[Text shown]
## Begin

Les Georges Leningrad
After the miserable amorphous muck of some feeble neo-shoegaze openers appropriately named Coma (why oh why did someone think it was a good idea to revive that genre?), French-Canadian synth-punksters Les Georges Leningrad brutally rocked Northsix, armed with nothing but a cheap Korg and a drum kit with “BOBO” scrawled on it in red letters. Their stage setup also included one giant deer and two trees, all crafted from painted cardboard. It might’ve suggested a pastoral Animal Collective scene—gentle Bambi frolicking through the leafy forest—but the deer had an angry, steely glint in its eyes, and a pissed-off owl perched on one of the trees, ready to strike.
The band, too, looked poised to attack. Lead vocalist Poney P. adorably wore a red-and-black polka-dotted dress with red ruffles, white heels, and a très chic white beret. She bore an uncanny resemblance to Maria Callas, but her terrifying bilingual yelps and funkily raunchy dance moves were more like some unholy fusion of James Chance and Salt ‘N Pepa. Drummer Bobo Boutin sported hideous amounts of eye makeup and a black skull and crossbones painted on his stomach. Keyboardist Mingo L’Indien donned white scrubs that looked stolen earlier that day from a mental ward, and what appeared to be a Mexican wrestler mask (in red and black, presumably to match Ms. P.). Spotted in the adoring Northsix crowd: members of Le Tigre, in town to support the Pixies.

## End

[Things to do]
1. In the concert review of Les Georges Leningrad, what was written on the drum kit?
2. List every band member named in the Les Georges Leningrad concert review, with each one's role.
3. Extend the Les Georges Leningrad concert review past its final sentence.

[Listed entries]

## Begin

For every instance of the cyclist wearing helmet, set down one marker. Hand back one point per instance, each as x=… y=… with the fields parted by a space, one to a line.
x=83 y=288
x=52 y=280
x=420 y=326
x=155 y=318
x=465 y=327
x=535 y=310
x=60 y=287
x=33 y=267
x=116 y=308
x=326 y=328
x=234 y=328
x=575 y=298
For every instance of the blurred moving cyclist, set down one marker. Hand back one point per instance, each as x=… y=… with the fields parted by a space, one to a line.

## End

[The replies]
1. "BOBO," scrawled in red letters.

2. Poney P., lead vocalist; Bobo Boutin, drummer; Mingo L'Indien, keyboardist.

3.
The trio raced through most of the songs from their new Sur le Traces Black Eskimo—a volatile mix of frenetic and incomprehensible disco bangers, organ dirges, noise freak-outs, and hilariously ham-fisted stabs at musique concrète. Their eerie, distorted keyboard sounds would bring to mind Suicide, if Suicide were ever funny and had more than three good songs. After every band member switched places—each losing at least one article of clothing in the process—and held an impromptu arm-wrestling match, the band ended triumphantly, with Poney P. yelling in charmingly broken English: “Thank you . . . New York! Thank you . . . Rolling Rock?”
Canadian synth-poppers sedately uncelebrate Hanukkah
I don’t know what kind of Jew-y shit they wanted me to do,” senior Junior Boy Jeremy Greenspan told a roomful of holiday hipsters at Joe’s Pub. The performance by Greenspan’s way-hyped Canadian electropop duo had been billed by Joe’s as a Sixth Night of Hanukkah celebration, and the soft-spoken singer was taking no such responsibility for it. “Being a Jew in New York isn’t so exotic,” he admitted, stressing the relative uniqueness of his lineage at home, where he breaks metaphorical bread with William Shatner and Geddy Lee.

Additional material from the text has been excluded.